=== About this exercise ===
Beginning at the line that includes "Question. Place a dot on every instance of the white ceiling" in the entries below, print each line exactly as it appears, through the last one.

*****

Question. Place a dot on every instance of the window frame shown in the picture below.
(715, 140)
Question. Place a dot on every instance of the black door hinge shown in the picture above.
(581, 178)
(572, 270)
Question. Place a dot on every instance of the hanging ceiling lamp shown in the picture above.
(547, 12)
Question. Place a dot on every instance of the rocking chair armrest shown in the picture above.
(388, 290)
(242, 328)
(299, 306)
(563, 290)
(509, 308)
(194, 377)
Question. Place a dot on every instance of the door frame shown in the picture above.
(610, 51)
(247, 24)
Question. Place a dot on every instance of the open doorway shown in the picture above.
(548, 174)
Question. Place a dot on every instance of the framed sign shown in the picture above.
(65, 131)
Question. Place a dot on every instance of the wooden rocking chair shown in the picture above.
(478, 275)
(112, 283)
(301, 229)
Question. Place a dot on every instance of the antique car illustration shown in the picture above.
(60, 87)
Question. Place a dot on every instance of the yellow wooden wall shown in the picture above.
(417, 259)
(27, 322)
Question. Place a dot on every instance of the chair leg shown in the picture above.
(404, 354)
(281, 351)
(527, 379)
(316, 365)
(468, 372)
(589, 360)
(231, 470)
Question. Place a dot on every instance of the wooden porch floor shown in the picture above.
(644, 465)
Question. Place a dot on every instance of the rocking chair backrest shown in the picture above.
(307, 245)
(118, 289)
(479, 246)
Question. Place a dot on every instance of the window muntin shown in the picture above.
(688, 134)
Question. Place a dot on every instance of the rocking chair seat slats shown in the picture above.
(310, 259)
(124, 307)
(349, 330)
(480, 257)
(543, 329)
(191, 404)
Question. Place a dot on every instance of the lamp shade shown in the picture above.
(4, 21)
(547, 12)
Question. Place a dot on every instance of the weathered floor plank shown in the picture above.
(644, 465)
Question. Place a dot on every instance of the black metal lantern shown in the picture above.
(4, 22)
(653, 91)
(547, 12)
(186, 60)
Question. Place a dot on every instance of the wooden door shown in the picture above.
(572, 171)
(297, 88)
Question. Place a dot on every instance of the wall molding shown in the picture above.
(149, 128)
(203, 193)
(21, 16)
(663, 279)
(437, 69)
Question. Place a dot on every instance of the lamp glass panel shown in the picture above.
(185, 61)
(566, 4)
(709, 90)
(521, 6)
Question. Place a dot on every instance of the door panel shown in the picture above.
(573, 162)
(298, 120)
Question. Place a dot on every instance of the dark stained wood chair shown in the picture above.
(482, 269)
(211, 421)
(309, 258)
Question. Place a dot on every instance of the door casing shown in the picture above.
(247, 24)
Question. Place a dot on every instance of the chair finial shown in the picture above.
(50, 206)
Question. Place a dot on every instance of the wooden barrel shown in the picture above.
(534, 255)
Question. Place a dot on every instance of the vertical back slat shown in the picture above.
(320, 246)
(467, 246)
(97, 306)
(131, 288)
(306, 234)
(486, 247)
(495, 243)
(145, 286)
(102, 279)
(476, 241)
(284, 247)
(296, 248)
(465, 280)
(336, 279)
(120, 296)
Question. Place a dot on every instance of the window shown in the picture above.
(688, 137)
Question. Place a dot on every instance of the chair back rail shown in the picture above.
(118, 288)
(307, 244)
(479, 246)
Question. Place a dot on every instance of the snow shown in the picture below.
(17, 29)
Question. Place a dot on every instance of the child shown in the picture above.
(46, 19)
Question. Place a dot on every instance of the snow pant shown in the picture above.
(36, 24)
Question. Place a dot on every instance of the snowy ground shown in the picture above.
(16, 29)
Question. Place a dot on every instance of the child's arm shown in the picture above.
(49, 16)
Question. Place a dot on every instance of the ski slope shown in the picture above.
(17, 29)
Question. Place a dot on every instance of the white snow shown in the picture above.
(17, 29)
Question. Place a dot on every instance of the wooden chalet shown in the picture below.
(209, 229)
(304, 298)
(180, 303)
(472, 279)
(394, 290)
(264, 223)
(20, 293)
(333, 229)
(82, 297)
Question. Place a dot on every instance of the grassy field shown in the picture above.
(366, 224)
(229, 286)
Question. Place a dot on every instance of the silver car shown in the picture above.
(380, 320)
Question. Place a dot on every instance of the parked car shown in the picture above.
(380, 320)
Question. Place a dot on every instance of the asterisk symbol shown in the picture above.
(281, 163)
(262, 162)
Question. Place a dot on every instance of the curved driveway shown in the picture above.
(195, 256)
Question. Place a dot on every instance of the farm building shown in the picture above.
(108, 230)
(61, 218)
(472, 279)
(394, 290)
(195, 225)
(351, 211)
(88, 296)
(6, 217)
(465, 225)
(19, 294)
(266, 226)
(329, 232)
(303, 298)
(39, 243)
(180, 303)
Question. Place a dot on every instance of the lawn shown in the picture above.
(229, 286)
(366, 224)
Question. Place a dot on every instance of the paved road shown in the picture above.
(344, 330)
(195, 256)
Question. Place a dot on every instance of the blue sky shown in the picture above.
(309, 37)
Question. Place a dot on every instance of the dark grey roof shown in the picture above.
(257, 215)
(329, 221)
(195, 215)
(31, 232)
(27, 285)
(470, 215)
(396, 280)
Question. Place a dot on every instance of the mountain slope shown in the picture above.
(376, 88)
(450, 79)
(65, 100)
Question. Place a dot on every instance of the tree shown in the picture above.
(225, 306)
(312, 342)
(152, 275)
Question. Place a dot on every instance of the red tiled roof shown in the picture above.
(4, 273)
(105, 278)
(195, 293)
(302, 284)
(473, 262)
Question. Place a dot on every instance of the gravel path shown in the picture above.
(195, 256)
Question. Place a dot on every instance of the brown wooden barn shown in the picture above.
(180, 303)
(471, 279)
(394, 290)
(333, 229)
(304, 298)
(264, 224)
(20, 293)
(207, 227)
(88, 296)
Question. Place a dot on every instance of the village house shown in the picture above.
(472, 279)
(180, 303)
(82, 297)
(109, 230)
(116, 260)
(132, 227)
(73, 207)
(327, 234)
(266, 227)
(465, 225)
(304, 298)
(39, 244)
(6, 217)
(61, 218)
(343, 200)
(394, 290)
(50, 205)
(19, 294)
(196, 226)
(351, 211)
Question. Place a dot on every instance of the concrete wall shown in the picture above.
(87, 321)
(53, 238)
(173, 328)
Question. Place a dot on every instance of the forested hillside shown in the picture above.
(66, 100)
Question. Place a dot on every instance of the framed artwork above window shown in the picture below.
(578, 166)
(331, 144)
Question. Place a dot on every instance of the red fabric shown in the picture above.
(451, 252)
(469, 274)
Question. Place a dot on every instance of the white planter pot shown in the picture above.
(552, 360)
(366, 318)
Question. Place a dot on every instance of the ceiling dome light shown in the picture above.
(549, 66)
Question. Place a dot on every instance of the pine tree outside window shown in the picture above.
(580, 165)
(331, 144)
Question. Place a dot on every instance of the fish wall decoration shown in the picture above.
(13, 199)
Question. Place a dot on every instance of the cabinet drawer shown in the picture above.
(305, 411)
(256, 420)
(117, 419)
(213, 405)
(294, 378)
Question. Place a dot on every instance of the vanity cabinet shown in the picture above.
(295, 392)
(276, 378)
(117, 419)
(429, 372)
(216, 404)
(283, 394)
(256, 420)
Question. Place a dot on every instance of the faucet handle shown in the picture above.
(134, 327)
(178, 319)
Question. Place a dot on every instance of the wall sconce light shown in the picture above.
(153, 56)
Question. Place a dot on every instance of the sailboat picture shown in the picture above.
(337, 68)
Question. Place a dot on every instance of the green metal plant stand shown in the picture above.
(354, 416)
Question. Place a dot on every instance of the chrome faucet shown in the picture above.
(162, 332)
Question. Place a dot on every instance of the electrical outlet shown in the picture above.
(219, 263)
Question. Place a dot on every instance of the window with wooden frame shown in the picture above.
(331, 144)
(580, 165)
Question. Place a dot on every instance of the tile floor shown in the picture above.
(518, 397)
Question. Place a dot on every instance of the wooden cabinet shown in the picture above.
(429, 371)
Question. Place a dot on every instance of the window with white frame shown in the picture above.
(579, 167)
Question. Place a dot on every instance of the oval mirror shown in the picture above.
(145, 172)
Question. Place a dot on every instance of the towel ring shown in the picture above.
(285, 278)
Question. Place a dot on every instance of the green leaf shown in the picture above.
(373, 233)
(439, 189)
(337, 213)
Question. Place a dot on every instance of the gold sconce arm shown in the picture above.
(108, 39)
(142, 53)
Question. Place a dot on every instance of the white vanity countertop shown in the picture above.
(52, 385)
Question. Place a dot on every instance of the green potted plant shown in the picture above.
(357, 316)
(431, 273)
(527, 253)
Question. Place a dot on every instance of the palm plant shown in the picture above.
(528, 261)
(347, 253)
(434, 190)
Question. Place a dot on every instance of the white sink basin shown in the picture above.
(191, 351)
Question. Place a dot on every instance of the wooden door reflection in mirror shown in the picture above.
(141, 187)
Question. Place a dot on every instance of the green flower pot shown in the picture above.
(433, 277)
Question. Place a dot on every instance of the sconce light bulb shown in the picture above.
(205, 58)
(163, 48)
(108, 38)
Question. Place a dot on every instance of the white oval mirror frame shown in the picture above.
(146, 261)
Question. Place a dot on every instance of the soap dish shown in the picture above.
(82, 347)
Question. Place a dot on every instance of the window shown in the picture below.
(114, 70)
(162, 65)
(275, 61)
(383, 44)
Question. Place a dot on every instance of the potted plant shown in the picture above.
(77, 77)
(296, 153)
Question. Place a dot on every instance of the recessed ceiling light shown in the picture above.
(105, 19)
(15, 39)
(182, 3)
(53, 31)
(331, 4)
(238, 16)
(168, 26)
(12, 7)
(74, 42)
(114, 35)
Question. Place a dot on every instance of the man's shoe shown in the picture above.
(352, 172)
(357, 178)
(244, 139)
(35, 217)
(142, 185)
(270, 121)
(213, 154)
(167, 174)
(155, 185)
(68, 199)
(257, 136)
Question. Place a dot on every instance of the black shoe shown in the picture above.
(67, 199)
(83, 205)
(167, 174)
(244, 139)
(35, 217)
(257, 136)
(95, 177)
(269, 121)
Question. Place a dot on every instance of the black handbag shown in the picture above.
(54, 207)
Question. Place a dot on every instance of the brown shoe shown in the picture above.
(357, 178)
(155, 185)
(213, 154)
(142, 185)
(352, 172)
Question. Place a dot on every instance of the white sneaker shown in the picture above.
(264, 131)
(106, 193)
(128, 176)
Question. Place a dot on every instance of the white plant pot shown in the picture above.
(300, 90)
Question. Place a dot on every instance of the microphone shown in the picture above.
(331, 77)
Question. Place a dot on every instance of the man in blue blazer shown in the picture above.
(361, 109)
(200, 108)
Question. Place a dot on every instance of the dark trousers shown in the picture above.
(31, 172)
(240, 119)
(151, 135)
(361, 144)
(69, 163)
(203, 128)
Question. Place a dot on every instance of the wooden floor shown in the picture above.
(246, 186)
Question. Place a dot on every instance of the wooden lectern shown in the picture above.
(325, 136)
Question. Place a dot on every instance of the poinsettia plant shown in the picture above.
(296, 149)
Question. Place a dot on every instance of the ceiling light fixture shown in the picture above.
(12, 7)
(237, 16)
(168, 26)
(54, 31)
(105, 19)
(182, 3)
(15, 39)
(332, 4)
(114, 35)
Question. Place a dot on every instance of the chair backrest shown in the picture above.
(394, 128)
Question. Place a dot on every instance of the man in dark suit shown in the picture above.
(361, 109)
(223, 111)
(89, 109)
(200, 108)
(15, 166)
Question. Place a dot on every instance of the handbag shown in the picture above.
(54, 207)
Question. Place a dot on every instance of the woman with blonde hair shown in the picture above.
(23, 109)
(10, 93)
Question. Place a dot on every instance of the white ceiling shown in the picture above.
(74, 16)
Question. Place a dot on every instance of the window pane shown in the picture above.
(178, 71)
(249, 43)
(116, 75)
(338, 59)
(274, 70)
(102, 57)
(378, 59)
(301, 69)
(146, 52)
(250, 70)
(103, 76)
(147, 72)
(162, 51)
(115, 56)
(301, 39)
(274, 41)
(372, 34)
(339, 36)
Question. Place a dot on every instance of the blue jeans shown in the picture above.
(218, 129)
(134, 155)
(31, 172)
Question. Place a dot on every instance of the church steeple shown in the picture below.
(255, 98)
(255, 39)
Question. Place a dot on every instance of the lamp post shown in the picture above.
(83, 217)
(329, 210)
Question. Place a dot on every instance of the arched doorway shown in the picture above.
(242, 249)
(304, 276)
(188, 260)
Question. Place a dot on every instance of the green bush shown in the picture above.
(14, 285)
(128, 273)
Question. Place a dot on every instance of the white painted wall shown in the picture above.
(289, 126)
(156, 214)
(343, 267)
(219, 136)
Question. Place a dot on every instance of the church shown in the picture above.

*****

=== Solution ===
Question. Place a dot on every instance of the white ceiling shown in the picture above.
(74, 16)
Question. Place a dot on every instance of the window pane shown in the picture above.
(178, 71)
(249, 43)
(116, 75)
(338, 59)
(274, 70)
(102, 57)
(378, 59)
(301, 69)
(146, 52)
(250, 70)
(103, 76)
(147, 72)
(162, 51)
(115, 56)
(301, 39)
(274, 41)
(372, 34)
(339, 36)
Question. Place a dot on every instance of the blue jeans shown in the picture above.
(218, 129)
(134, 155)
(31, 172)
Question. Place a dot on every instance of the church steeple shown in the picture below.
(255, 98)
(255, 39)
Question. Place a dot on every instance of the lamp post shown in the picture above.
(83, 217)
(329, 210)
Question. Place a dot on every instance of the arched doorway shown in the picture above.
(242, 249)
(304, 276)
(188, 260)
Question. Place a dot on every instance of the green bush shown in the picture above.
(14, 285)
(128, 273)
Question. Place a dot on every instance of the white painted wall shown in the picture above.
(289, 126)
(156, 214)
(343, 267)
(219, 136)
Question. Place a dot on every instance of the church shown in the picture above.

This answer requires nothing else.